• _WHAT THE TASK ASKS_
Lines below that include the word "hiker" should each be copied.

Region pointing data
..............................

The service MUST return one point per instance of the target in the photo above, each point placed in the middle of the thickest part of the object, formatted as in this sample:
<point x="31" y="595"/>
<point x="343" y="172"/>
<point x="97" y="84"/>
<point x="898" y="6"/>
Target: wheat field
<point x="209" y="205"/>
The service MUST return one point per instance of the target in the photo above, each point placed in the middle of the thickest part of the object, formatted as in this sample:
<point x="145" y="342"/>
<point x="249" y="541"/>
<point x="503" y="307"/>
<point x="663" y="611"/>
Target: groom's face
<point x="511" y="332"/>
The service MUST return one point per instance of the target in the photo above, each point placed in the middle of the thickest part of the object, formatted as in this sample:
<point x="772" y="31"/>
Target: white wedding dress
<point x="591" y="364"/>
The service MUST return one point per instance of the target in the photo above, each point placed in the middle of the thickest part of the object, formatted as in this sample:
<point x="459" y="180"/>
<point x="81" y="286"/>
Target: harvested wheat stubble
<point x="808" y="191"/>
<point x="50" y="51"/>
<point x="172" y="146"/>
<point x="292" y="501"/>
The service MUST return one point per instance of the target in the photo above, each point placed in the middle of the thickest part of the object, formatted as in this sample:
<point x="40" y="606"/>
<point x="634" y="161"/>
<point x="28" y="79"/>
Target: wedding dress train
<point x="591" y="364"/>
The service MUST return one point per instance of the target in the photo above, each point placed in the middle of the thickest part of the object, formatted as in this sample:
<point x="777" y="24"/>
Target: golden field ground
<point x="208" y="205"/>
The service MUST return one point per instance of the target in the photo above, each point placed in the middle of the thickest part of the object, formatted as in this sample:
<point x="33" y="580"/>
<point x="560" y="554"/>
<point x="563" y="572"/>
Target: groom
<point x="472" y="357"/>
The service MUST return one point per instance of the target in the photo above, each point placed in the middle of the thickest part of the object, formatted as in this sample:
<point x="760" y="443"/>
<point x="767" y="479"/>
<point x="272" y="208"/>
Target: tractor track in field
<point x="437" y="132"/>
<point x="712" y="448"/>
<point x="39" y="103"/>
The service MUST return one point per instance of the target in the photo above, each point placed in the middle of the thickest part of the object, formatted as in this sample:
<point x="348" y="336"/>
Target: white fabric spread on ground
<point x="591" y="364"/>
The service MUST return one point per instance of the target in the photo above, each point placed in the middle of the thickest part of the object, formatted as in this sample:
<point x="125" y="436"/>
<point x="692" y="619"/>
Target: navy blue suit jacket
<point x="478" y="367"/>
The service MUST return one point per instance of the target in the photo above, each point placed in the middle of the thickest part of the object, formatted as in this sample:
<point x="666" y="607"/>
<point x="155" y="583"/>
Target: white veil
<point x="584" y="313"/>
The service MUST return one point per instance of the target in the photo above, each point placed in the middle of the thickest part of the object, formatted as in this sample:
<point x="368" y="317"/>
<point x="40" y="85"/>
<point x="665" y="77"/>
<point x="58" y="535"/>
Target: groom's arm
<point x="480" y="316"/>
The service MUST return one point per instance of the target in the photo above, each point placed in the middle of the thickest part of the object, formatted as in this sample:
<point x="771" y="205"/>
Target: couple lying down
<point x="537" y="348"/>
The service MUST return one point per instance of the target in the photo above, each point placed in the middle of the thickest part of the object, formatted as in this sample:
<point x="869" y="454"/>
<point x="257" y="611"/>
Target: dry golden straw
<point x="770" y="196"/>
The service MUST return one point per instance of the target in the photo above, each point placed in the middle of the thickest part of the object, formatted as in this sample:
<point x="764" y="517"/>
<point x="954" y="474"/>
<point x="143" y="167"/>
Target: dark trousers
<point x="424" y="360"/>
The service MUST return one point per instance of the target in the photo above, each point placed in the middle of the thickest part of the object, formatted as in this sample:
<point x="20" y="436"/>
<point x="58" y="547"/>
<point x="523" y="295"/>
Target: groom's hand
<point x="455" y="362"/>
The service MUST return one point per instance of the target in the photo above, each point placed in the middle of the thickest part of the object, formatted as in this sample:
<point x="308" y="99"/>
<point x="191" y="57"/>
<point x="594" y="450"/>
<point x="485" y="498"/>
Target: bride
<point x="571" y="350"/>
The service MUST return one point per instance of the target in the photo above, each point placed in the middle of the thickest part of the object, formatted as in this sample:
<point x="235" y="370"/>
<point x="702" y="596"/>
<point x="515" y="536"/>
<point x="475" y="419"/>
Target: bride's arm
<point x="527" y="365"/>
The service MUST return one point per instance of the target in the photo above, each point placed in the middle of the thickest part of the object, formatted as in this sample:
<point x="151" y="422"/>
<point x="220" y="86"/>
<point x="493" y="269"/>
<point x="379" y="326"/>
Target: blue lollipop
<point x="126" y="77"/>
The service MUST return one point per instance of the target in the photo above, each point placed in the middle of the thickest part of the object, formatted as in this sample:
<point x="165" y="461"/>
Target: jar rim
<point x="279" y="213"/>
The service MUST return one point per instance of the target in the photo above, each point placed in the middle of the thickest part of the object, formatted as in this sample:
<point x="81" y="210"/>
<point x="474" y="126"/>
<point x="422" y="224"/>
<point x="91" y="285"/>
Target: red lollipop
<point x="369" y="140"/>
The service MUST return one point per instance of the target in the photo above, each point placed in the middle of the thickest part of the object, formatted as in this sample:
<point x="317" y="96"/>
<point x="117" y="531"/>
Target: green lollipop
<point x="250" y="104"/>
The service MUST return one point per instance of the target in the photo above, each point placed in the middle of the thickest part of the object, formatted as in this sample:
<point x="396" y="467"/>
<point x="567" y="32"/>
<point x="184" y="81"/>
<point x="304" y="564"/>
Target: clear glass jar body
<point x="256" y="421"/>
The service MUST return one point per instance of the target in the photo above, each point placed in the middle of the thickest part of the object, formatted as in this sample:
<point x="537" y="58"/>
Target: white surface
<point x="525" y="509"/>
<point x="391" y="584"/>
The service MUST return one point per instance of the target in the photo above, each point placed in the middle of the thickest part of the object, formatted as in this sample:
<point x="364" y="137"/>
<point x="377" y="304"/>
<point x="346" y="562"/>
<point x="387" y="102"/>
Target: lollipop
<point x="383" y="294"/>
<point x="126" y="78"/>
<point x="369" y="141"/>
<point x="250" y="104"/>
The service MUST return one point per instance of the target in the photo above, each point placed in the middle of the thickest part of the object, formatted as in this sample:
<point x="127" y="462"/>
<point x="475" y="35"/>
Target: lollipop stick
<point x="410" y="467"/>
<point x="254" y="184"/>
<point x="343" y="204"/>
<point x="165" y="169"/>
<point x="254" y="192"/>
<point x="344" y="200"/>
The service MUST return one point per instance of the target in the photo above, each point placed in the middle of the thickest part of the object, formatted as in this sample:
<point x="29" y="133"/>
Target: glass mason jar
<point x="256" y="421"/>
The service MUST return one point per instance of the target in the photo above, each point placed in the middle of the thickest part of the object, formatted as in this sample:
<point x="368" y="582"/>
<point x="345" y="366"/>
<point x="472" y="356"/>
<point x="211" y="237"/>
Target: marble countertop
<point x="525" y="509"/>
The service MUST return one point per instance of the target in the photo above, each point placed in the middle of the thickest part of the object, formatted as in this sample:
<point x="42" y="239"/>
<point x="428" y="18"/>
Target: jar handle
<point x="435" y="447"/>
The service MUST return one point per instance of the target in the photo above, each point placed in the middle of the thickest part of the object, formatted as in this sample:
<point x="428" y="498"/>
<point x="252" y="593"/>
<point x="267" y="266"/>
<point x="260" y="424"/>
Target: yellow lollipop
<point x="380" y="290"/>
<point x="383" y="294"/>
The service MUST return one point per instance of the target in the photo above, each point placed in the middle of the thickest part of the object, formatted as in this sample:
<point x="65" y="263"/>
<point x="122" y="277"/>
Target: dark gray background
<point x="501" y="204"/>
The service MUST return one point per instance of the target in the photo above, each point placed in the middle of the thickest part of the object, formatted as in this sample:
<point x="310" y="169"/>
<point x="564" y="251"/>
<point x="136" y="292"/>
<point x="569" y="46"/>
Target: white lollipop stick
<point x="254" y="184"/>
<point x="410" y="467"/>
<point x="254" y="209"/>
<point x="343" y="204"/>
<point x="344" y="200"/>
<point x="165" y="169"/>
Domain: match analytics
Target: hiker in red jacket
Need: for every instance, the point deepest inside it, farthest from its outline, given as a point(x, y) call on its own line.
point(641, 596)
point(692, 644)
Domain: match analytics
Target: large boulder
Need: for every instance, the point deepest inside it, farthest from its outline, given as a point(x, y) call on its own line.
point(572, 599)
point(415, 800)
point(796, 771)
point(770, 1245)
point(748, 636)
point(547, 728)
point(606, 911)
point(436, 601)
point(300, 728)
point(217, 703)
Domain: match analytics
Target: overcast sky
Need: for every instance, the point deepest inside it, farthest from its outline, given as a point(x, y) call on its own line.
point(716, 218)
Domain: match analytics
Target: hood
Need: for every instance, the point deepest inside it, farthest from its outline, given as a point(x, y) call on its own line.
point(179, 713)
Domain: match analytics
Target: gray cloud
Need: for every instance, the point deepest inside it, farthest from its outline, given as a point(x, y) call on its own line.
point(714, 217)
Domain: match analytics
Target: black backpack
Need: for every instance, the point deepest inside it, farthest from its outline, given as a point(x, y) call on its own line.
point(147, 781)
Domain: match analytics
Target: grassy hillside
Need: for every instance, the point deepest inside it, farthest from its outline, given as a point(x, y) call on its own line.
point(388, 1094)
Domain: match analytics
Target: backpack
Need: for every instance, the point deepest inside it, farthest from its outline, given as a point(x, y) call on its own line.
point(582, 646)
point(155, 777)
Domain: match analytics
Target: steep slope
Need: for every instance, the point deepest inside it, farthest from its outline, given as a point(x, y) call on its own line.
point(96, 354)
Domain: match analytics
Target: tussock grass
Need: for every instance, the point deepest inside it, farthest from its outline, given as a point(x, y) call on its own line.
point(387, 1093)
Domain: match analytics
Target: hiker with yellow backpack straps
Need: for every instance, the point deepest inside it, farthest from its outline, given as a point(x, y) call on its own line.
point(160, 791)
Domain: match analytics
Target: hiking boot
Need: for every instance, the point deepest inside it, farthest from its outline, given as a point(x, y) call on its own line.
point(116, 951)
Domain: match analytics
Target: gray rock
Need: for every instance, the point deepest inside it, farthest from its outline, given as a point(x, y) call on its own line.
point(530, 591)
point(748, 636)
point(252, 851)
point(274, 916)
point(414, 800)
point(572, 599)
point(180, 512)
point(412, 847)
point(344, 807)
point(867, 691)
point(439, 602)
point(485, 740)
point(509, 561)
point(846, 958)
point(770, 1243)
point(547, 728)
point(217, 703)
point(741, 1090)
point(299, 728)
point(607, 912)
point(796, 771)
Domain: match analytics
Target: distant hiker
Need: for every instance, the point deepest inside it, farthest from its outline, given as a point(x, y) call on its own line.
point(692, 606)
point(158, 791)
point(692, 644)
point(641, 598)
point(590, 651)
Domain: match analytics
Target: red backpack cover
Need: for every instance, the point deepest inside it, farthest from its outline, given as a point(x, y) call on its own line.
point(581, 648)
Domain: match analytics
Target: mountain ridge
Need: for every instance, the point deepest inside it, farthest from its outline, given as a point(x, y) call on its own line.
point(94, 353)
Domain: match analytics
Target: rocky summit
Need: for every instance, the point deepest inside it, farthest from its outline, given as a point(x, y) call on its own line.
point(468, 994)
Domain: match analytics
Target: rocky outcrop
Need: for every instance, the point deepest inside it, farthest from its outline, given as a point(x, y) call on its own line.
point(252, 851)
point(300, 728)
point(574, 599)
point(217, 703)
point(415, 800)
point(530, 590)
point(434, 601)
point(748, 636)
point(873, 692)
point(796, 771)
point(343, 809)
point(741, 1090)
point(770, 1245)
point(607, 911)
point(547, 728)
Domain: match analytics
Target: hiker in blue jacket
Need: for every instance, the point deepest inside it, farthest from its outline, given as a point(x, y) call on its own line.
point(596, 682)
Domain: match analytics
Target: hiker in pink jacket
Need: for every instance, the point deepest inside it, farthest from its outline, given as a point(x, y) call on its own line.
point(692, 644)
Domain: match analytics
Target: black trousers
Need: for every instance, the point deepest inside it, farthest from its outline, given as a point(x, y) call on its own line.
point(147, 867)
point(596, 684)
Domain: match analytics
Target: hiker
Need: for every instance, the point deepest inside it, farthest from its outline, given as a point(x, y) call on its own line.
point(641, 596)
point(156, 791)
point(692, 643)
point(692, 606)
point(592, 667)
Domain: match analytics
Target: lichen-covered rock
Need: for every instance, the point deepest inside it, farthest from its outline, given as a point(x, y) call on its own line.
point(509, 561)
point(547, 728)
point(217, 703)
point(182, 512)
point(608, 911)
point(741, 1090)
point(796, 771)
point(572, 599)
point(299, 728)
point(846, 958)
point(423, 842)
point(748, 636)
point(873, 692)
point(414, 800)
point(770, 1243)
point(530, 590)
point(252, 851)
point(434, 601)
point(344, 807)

..............................

• _ANSWER SPACE_
Target: hiker in red jacket
Target: hiker with yellow backpack straps
Target: distant hiker
Target: hiker in blue jacket
Target: hiker in pink jacket
Target: hiker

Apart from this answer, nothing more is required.